◆ What is asked ◆
Reproduce the records verbatim, starting at the line with "Target = dense forest" and continuing through the end of the records, both ends included.

[Pointing dataset excerpts]
◆ ◆ ◆ ◆

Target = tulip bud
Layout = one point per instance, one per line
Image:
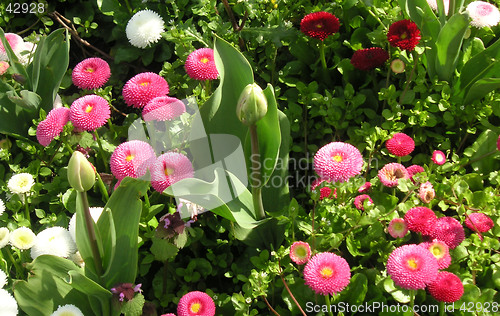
(252, 105)
(81, 173)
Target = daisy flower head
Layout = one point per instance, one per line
(450, 231)
(22, 238)
(200, 65)
(338, 162)
(412, 267)
(163, 109)
(319, 25)
(369, 58)
(483, 14)
(170, 168)
(300, 252)
(52, 126)
(196, 303)
(144, 87)
(404, 34)
(21, 183)
(327, 274)
(89, 112)
(397, 228)
(447, 287)
(91, 73)
(144, 28)
(390, 174)
(400, 144)
(131, 159)
(421, 219)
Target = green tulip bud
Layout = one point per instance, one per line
(252, 105)
(81, 173)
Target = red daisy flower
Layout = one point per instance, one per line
(421, 219)
(390, 174)
(369, 58)
(163, 109)
(170, 168)
(327, 274)
(196, 303)
(447, 287)
(412, 267)
(319, 25)
(449, 231)
(131, 159)
(400, 144)
(52, 126)
(200, 65)
(91, 73)
(338, 162)
(144, 87)
(404, 34)
(300, 252)
(89, 112)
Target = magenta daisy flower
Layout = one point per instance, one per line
(132, 159)
(327, 274)
(89, 112)
(338, 162)
(400, 144)
(412, 267)
(421, 219)
(390, 174)
(170, 168)
(91, 73)
(300, 252)
(397, 228)
(450, 231)
(144, 87)
(200, 65)
(52, 126)
(447, 287)
(163, 109)
(196, 303)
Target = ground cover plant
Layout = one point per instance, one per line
(249, 157)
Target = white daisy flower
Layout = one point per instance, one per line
(54, 241)
(21, 183)
(483, 14)
(22, 238)
(8, 304)
(67, 310)
(144, 28)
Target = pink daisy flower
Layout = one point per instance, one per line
(327, 274)
(438, 157)
(91, 73)
(400, 144)
(300, 252)
(359, 201)
(412, 267)
(391, 173)
(448, 230)
(447, 287)
(144, 87)
(421, 219)
(200, 65)
(52, 126)
(131, 159)
(397, 228)
(89, 112)
(163, 109)
(440, 251)
(170, 168)
(196, 303)
(338, 162)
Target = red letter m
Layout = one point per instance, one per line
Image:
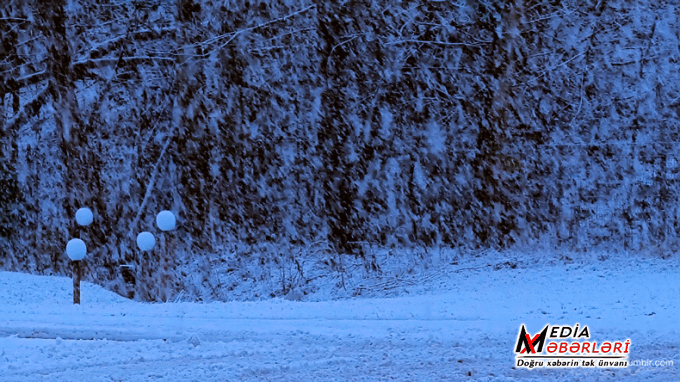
(532, 345)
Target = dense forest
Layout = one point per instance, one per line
(355, 124)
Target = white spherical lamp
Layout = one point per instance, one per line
(146, 241)
(76, 250)
(84, 216)
(165, 220)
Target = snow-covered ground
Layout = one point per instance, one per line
(459, 323)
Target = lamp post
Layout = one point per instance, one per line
(76, 251)
(165, 220)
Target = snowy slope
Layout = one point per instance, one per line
(459, 326)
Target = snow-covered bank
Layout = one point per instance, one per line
(449, 326)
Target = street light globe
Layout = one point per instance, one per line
(75, 249)
(165, 220)
(84, 216)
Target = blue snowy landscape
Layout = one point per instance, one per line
(274, 190)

◆ ◆ ◆ ◆

◆ The solution ◆
Target = dense forest
Layout = one point per instance, one per line
(355, 124)
Target = white spherical lamp
Layout = one point per instance, one per line
(146, 241)
(76, 250)
(84, 216)
(165, 220)
Target = snow-covered ground
Layout = one point per instance, one per line
(459, 323)
Target = lamp post
Layout = one point per instance, one per line
(76, 251)
(165, 220)
Target = snowy slope
Layout = one point per instance, one per line
(459, 326)
Target = snow-covered bank
Layout = one point per instance, one per line
(449, 326)
Target = street light globe
Layout = one point per instance, one per line
(75, 249)
(165, 220)
(84, 216)
Target = blue snowy landscape
Layout = one point per instance, one per line
(274, 190)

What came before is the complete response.